[Material to process Boundary: Start]

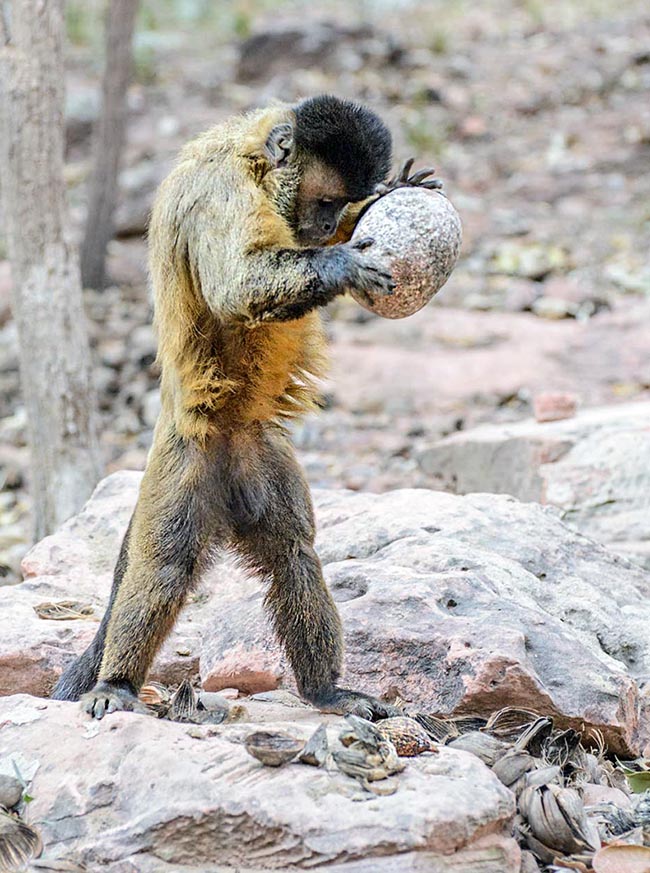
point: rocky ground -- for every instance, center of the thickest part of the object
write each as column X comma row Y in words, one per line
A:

[Material to process Boundary: End]
[Material to process Boundary: Start]

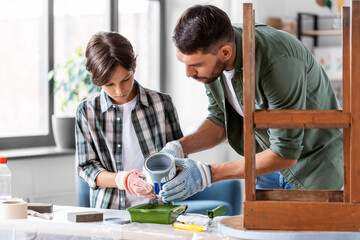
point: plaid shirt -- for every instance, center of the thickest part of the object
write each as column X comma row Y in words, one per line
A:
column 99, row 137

[Material to process Boundary: End]

Exercise prompt: Tell how many lines in the material above include the word "center", giving the number only.

Written answer: 2